#### The task:
Reproduce the entries shown below only from the line with "Target: black hoodie" down to the line with "Target: waterbird", keeping both end lines and copying each one exactly.

#### Dataset extract:
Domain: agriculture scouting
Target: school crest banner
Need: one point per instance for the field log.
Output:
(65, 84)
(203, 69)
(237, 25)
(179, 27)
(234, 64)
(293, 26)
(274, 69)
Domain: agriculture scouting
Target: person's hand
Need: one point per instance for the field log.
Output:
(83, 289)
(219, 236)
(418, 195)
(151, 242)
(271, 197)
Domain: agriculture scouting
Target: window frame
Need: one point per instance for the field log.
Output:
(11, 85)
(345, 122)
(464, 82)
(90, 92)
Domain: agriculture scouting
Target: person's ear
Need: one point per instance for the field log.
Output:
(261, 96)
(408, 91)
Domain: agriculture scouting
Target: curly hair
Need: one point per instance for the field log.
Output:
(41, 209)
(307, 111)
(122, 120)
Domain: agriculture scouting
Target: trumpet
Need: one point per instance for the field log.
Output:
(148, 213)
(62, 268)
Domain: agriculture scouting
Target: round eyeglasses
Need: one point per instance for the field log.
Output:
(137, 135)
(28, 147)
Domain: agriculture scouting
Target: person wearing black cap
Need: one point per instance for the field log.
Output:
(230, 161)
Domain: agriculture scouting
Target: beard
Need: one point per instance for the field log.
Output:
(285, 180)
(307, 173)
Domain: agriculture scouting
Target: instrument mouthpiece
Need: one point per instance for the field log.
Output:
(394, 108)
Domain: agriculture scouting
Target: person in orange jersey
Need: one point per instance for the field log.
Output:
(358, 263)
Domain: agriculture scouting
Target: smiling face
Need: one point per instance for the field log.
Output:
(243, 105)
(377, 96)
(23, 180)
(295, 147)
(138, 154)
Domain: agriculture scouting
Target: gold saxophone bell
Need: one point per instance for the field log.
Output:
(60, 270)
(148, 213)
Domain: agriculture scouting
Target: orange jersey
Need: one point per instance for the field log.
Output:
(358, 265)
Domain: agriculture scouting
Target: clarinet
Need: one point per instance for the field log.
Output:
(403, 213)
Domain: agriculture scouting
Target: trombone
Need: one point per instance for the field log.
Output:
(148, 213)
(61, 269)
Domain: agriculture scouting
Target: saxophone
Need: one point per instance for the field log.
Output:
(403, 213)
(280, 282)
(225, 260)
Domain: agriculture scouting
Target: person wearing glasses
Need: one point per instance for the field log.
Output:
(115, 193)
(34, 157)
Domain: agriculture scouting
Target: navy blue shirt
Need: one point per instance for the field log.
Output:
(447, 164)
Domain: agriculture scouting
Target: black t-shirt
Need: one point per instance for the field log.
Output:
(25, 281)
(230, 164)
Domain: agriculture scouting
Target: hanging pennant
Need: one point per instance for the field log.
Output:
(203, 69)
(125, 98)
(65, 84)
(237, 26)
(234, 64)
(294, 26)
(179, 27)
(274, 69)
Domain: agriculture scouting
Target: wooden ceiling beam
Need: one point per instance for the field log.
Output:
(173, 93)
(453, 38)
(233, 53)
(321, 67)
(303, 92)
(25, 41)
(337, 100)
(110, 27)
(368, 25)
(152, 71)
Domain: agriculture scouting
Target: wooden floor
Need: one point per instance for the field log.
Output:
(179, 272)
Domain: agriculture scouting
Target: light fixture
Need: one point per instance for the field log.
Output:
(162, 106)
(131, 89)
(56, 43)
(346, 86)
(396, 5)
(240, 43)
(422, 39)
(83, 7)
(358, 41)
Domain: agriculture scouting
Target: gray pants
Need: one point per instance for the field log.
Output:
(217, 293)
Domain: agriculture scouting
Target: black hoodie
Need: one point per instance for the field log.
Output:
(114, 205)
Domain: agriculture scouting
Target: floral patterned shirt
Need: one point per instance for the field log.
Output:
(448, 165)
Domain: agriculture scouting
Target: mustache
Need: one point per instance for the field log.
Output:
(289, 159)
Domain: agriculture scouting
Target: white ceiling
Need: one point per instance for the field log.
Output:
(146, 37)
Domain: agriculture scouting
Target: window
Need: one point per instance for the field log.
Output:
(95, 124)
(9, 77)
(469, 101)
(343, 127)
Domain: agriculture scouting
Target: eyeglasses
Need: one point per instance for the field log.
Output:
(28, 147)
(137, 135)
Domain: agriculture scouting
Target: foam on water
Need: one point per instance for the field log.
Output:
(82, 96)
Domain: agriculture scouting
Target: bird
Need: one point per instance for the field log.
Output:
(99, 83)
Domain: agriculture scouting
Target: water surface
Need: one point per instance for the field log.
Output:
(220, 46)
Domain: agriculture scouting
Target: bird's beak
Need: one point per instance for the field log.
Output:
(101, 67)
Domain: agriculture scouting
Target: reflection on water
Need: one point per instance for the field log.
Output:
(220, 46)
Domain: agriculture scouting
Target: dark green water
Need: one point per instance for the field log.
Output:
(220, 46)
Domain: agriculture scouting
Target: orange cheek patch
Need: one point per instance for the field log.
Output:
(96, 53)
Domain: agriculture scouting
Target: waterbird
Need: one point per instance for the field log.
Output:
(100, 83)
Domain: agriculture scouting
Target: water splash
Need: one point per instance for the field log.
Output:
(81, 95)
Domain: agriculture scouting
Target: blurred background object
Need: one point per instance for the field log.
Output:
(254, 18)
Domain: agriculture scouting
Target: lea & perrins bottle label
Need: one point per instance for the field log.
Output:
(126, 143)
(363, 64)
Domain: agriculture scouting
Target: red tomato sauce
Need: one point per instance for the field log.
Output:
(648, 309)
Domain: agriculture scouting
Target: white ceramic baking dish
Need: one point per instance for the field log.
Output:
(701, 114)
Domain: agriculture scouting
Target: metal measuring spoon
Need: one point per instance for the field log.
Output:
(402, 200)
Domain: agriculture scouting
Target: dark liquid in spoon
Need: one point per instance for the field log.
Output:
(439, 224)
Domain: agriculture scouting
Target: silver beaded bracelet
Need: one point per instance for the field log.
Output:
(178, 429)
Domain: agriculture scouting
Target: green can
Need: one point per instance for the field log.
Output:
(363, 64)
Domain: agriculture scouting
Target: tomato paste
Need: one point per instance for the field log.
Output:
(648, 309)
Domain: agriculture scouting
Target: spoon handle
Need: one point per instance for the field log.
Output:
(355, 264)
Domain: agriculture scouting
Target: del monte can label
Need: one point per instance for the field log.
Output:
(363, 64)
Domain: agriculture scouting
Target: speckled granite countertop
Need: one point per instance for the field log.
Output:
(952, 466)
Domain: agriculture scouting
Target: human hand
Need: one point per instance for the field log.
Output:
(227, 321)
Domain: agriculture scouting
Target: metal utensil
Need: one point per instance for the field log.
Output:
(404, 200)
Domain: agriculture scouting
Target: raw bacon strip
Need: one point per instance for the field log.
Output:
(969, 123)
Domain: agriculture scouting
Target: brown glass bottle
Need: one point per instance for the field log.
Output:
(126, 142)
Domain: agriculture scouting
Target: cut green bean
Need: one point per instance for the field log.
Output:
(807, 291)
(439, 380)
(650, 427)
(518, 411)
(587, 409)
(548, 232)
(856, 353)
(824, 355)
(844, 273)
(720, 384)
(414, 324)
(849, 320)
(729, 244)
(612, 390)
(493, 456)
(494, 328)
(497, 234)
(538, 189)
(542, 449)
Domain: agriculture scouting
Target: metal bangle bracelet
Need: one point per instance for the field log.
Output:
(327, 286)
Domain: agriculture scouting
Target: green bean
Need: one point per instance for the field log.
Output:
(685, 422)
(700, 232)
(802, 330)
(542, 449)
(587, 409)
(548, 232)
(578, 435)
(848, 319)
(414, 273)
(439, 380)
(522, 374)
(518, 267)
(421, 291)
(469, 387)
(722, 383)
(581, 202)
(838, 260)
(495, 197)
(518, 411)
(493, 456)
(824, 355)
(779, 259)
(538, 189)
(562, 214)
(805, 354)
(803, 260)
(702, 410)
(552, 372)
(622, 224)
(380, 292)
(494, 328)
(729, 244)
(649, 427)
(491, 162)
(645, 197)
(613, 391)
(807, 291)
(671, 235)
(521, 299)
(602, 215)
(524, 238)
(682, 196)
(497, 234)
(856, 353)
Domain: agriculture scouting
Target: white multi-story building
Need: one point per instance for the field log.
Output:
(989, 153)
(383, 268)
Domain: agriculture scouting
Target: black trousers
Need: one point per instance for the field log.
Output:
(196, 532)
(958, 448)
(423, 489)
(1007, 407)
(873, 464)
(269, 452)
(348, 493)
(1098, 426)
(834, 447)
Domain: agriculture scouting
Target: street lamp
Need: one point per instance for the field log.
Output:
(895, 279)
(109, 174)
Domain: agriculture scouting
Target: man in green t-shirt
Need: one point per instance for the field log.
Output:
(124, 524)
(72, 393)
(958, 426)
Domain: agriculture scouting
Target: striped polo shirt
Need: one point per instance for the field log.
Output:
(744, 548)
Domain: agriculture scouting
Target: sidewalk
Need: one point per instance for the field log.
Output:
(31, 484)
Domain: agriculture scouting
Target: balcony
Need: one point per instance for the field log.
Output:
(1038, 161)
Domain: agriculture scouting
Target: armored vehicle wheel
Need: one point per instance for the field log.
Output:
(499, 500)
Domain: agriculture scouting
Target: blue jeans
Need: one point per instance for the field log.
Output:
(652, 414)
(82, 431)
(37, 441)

#### Solution for this exercise:
Target: black hoodie
Need: one point per instance for the field log.
Output:
(114, 205)
Domain: agriculture scouting
Target: floral patterned shirt
Need: one point per instance for the field log.
Output:
(448, 165)
Domain: agriculture scouting
Target: mustache
Need: one point per instance for the field log.
Output:
(289, 159)
Domain: agriculture scouting
Target: white ceiling
Need: one point per instance for the field log.
Output:
(146, 37)
Domain: agriculture scouting
Target: window
Need: one point per instance for the field log.
Output:
(95, 124)
(9, 77)
(469, 101)
(343, 127)
Domain: agriculture scouting
Target: eyeglasses
Need: one point per instance for the field log.
Output:
(28, 147)
(137, 135)
Domain: agriculture scouting
Target: foam on water
Need: one point per instance for the field log.
Output:
(82, 96)
Domain: agriculture scouting
Target: bird
Need: one point per instance for the field log.
Output:
(99, 83)
Domain: agriculture scouting
Target: water surface
Need: one point per instance for the field log.
Output:
(220, 46)
Domain: agriculture scouting
Target: bird's beak
Need: one point per instance for the field log.
Output:
(101, 67)
Domain: agriculture scouting
Target: reflection on water
Need: one point per instance for the field log.
Output:
(220, 46)
Domain: agriculture scouting
Target: dark green water
Need: one point per instance for the field log.
Output:
(220, 46)
Domain: agriculture scouting
Target: orange cheek patch
Need: one point per instance for the field log.
Output:
(96, 53)
Domain: agriculture scouting
Target: waterbird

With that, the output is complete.